• _EXERCISE AIM_:
Return every one of the following items word for word, with nothing changed.

• _RECORDED DATA_:

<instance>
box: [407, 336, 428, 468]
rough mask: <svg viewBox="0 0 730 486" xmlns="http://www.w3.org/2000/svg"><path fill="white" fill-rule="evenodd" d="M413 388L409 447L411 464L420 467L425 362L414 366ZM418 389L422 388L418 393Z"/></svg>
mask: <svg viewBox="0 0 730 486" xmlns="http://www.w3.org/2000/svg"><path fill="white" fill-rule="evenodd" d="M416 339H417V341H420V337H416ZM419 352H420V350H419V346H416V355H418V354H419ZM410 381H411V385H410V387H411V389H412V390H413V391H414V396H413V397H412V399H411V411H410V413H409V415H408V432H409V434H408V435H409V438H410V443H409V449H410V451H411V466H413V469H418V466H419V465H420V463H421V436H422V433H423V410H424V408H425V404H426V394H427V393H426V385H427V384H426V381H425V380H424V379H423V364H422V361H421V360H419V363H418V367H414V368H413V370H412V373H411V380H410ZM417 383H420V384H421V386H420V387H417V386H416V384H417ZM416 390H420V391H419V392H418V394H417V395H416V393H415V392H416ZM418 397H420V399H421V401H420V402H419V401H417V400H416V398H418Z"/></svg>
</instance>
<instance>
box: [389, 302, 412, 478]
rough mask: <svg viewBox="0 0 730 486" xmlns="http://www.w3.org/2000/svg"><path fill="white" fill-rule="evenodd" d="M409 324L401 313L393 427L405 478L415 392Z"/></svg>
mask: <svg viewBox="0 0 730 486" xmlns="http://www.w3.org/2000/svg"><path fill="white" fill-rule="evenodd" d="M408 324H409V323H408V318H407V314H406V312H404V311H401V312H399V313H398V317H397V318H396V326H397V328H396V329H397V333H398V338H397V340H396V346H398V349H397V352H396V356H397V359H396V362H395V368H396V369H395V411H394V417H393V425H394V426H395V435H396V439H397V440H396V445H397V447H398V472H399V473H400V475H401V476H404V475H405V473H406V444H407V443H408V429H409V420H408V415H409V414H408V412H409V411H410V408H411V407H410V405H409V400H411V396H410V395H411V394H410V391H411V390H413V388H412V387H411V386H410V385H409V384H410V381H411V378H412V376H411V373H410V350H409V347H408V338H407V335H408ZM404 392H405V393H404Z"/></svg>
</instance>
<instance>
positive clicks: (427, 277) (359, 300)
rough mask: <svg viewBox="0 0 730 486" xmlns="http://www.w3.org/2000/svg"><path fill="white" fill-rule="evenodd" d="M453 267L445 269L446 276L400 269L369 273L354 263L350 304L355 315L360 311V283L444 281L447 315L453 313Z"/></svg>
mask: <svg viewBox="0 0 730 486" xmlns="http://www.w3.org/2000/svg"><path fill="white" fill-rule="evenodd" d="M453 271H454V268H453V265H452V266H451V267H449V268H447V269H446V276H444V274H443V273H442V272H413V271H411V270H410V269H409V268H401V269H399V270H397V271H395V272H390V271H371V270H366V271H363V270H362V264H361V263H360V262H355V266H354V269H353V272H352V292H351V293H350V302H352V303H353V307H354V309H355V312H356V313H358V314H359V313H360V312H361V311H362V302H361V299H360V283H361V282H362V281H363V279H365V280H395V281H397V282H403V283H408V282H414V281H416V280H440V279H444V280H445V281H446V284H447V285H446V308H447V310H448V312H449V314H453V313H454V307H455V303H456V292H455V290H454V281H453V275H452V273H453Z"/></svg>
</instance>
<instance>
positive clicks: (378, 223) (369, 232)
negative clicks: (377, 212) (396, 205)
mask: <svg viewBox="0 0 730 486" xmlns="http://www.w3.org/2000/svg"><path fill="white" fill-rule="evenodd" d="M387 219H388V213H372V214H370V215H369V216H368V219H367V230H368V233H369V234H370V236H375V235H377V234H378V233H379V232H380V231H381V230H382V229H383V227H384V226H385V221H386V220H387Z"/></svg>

• _REPLY TO THE TASK_:
<instance>
box: [407, 336, 428, 468]
rough mask: <svg viewBox="0 0 730 486" xmlns="http://www.w3.org/2000/svg"><path fill="white" fill-rule="evenodd" d="M413 388L409 447L411 464L420 467L425 362L414 366ZM418 389L422 388L418 393Z"/></svg>
mask: <svg viewBox="0 0 730 486" xmlns="http://www.w3.org/2000/svg"><path fill="white" fill-rule="evenodd" d="M416 339H417V341H420V337H416ZM419 352H420V350H419V346H416V355H418V354H419ZM410 381H411V385H410V387H411V389H412V390H413V391H414V396H413V397H412V399H411V411H410V413H409V415H408V432H409V434H408V435H409V438H410V443H409V449H410V451H411V466H413V469H418V466H419V465H420V463H421V436H422V433H423V410H424V408H425V404H426V394H427V393H426V385H427V384H426V381H425V380H424V379H423V364H422V361H421V360H419V363H418V367H414V368H413V370H412V373H411V380H410ZM417 383H420V384H421V386H420V387H417V386H416V384H417ZM416 390H420V391H419V392H418V394H417V395H416V393H415V392H416ZM418 397H420V399H421V401H420V402H419V401H417V400H416V398H418Z"/></svg>
</instance>
<instance>
box: [389, 302, 412, 478]
rough mask: <svg viewBox="0 0 730 486" xmlns="http://www.w3.org/2000/svg"><path fill="white" fill-rule="evenodd" d="M409 324L401 313L393 427L405 478L415 392Z"/></svg>
mask: <svg viewBox="0 0 730 486" xmlns="http://www.w3.org/2000/svg"><path fill="white" fill-rule="evenodd" d="M408 324H409V323H408V318H407V314H406V312H404V311H401V312H399V313H398V317H397V318H396V326H397V328H396V329H397V333H398V338H397V340H396V346H398V349H397V352H396V356H397V359H396V362H395V368H396V369H395V411H394V417H393V425H394V426H395V435H396V439H397V440H396V445H397V447H398V472H399V473H400V475H401V476H404V475H405V473H406V444H407V443H408V429H409V420H408V415H409V414H408V412H409V411H410V408H411V407H410V405H409V400H411V396H410V395H411V394H410V391H411V390H413V388H412V387H411V386H410V385H409V384H410V381H411V378H412V376H411V373H410V350H409V347H408V338H407V335H408ZM404 392H405V393H404Z"/></svg>
</instance>
<instance>
positive clicks: (427, 277) (359, 300)
rough mask: <svg viewBox="0 0 730 486" xmlns="http://www.w3.org/2000/svg"><path fill="white" fill-rule="evenodd" d="M453 267L445 269L446 276L400 269L369 273L354 263L350 304L355 315L360 311V283L444 281L447 315L453 313Z"/></svg>
mask: <svg viewBox="0 0 730 486" xmlns="http://www.w3.org/2000/svg"><path fill="white" fill-rule="evenodd" d="M453 271H454V268H453V265H452V266H451V267H449V268H447V269H446V276H444V274H443V273H442V272H413V271H411V270H410V269H409V268H401V269H399V270H397V271H395V272H390V271H371V270H366V271H363V270H362V264H361V263H360V262H355V266H354V269H353V272H352V292H351V293H350V302H352V303H353V307H354V309H355V312H356V313H358V314H359V313H360V312H361V311H362V302H361V299H360V283H361V282H362V281H363V279H365V280H395V281H397V282H403V283H408V282H414V281H416V280H440V279H444V280H445V281H446V284H447V285H446V308H447V310H448V312H449V314H453V313H454V307H455V303H456V292H455V290H454V281H453V275H452V273H453Z"/></svg>
</instance>
<instance>
positive clicks: (378, 223) (369, 232)
negative clicks: (377, 212) (396, 205)
mask: <svg viewBox="0 0 730 486" xmlns="http://www.w3.org/2000/svg"><path fill="white" fill-rule="evenodd" d="M387 219H388V213H372V214H370V215H369V216H368V219H367V230H368V233H369V234H370V236H375V235H377V234H378V233H379V232H380V231H381V230H382V229H383V227H384V226H385V221H386V220H387Z"/></svg>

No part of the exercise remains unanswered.